TASK GOAL
Type out every entry again, character for character.

*** INPUT DATA Section Begins ***

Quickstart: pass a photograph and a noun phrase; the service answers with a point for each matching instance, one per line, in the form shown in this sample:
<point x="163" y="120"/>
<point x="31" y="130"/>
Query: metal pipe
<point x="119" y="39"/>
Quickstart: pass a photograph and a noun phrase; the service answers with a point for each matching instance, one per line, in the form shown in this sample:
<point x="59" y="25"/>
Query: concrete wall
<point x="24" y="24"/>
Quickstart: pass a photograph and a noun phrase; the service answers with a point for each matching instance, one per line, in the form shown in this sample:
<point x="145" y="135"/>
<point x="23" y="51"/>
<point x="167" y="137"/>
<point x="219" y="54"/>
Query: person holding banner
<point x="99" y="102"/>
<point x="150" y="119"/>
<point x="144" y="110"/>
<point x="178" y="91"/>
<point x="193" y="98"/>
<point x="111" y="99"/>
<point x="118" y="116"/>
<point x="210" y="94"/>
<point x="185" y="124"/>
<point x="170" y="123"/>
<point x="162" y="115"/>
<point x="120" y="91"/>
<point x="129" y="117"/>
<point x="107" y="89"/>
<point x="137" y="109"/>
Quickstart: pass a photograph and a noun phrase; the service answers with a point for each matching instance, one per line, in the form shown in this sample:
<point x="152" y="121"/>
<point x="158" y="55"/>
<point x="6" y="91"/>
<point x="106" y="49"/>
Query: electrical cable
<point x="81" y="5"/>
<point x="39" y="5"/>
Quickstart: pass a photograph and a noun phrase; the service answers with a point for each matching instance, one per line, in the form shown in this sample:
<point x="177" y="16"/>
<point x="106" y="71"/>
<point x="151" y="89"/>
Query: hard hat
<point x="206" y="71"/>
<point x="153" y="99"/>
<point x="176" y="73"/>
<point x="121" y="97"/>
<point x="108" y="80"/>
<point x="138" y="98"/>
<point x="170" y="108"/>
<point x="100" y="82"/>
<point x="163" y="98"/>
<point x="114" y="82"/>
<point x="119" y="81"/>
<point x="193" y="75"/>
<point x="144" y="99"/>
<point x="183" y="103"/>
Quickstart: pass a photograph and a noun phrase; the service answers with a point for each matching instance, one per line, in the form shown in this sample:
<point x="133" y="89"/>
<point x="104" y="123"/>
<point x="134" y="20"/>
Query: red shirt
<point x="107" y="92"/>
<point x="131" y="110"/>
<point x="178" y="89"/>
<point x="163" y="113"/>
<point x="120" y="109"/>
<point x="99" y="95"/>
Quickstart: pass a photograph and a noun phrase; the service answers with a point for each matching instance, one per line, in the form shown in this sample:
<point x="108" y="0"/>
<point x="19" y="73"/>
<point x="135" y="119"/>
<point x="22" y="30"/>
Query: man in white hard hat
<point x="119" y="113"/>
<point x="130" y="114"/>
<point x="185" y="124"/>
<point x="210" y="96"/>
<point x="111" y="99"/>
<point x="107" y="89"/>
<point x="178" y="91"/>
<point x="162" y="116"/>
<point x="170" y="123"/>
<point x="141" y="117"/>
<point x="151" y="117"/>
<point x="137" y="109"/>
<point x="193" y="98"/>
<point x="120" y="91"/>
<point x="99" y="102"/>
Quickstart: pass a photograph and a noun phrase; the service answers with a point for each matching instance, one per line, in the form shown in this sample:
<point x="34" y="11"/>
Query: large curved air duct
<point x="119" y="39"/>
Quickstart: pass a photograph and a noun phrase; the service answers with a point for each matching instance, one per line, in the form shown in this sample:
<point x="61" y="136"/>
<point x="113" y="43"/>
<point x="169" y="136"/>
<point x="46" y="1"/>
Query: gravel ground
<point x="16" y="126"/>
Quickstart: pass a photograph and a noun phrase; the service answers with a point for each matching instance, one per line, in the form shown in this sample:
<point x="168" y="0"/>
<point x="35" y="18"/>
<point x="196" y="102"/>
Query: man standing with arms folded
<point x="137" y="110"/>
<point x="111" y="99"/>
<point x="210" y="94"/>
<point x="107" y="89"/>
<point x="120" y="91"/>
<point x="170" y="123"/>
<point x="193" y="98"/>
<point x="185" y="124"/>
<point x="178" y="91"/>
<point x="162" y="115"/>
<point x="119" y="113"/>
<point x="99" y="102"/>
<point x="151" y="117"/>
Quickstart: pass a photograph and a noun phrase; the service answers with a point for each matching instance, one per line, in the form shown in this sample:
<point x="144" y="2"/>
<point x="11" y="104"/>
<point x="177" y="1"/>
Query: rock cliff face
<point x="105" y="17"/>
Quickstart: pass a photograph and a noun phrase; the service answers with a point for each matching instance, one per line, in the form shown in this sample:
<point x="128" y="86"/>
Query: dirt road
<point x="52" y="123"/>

*** INPUT DATA Section Ends ***

ANSWER FOR THIS EXERCISE
Quickstart: pass a photograph and a noun phrase; the service answers with a point for each matching instance, one per line, in the form shown in this sample:
<point x="163" y="120"/>
<point x="31" y="130"/>
Query: metal pipe
<point x="119" y="39"/>
Quickstart: pass a photograph and a noun phrase; the service answers with a point for each matching instance, one per line, in the form shown in this sample:
<point x="59" y="25"/>
Query: concrete wall
<point x="24" y="24"/>
Quickstart: pass a photograph and a noun phrase; the service answers with a point for each matching instance, one per line, in the form shown in this sample:
<point x="145" y="135"/>
<point x="23" y="51"/>
<point x="167" y="137"/>
<point x="219" y="54"/>
Query: person holding banner
<point x="99" y="102"/>
<point x="150" y="119"/>
<point x="144" y="110"/>
<point x="178" y="91"/>
<point x="193" y="98"/>
<point x="111" y="99"/>
<point x="118" y="116"/>
<point x="210" y="94"/>
<point x="185" y="124"/>
<point x="170" y="123"/>
<point x="162" y="115"/>
<point x="120" y="91"/>
<point x="129" y="117"/>
<point x="107" y="89"/>
<point x="137" y="109"/>
Quickstart: pass a photograph and a noun phrase; the service answers with a point for each matching instance, one per line, in the form shown in this sample:
<point x="152" y="121"/>
<point x="158" y="55"/>
<point x="6" y="91"/>
<point x="106" y="49"/>
Query: electrical cable
<point x="81" y="5"/>
<point x="39" y="5"/>
Quickstart: pass a photograph and a noun phrase; the service answers with a point for each matching instance, one per line, in the form shown in this sample:
<point x="177" y="16"/>
<point x="106" y="71"/>
<point x="151" y="89"/>
Query: hard hat
<point x="206" y="71"/>
<point x="153" y="99"/>
<point x="176" y="73"/>
<point x="121" y="97"/>
<point x="108" y="80"/>
<point x="138" y="98"/>
<point x="170" y="108"/>
<point x="100" y="82"/>
<point x="163" y="98"/>
<point x="114" y="82"/>
<point x="119" y="81"/>
<point x="193" y="75"/>
<point x="144" y="99"/>
<point x="183" y="103"/>
Quickstart: pass a photograph and a noun phrase; the service answers with a point for each matching instance, one per line, in the form shown in this sample:
<point x="133" y="89"/>
<point x="104" y="123"/>
<point x="134" y="20"/>
Query: red shirt
<point x="107" y="92"/>
<point x="131" y="110"/>
<point x="178" y="89"/>
<point x="163" y="113"/>
<point x="120" y="109"/>
<point x="99" y="95"/>
Quickstart: pass a photograph and a noun phrase; the service answers with a point for each matching instance, one per line, in the form shown in this sample:
<point x="108" y="0"/>
<point x="19" y="73"/>
<point x="135" y="119"/>
<point x="22" y="30"/>
Query: man in white hard hat
<point x="119" y="113"/>
<point x="130" y="114"/>
<point x="185" y="124"/>
<point x="210" y="96"/>
<point x="111" y="99"/>
<point x="107" y="89"/>
<point x="178" y="91"/>
<point x="162" y="116"/>
<point x="170" y="123"/>
<point x="141" y="117"/>
<point x="151" y="117"/>
<point x="137" y="109"/>
<point x="193" y="98"/>
<point x="120" y="91"/>
<point x="99" y="102"/>
Quickstart: pass a photograph and a noun phrase; the service answers with a point for each matching instance, one per line, in the form shown in this sample:
<point x="34" y="11"/>
Query: large curved air duct
<point x="119" y="39"/>
Quickstart: pass a photograph and a noun phrase; the service answers with a point for each matching instance, one per line, in the form shown in this sample:
<point x="61" y="136"/>
<point x="113" y="43"/>
<point x="169" y="136"/>
<point x="46" y="1"/>
Query: gravel ground
<point x="16" y="126"/>
Quickstart: pass a photograph and a noun phrase; the service answers with a point for each matching instance, one per line, in the form shown in this sample:
<point x="168" y="0"/>
<point x="35" y="18"/>
<point x="196" y="102"/>
Query: man standing with arms folded
<point x="137" y="110"/>
<point x="111" y="99"/>
<point x="210" y="94"/>
<point x="107" y="89"/>
<point x="120" y="91"/>
<point x="170" y="123"/>
<point x="193" y="98"/>
<point x="185" y="124"/>
<point x="178" y="91"/>
<point x="162" y="115"/>
<point x="119" y="113"/>
<point x="99" y="102"/>
<point x="151" y="117"/>
Quickstart: pass a photograph and a noun phrase; the service answers with a point for each matching instance, one per line, in the form shown in this sample:
<point x="144" y="2"/>
<point x="11" y="104"/>
<point x="177" y="1"/>
Query: rock cliff face
<point x="105" y="17"/>
Quickstart: pass a photograph and a noun phrase; the service answers with a point for each matching instance, one per line, in the form shown in this sample:
<point x="128" y="86"/>
Query: dirt road
<point x="52" y="123"/>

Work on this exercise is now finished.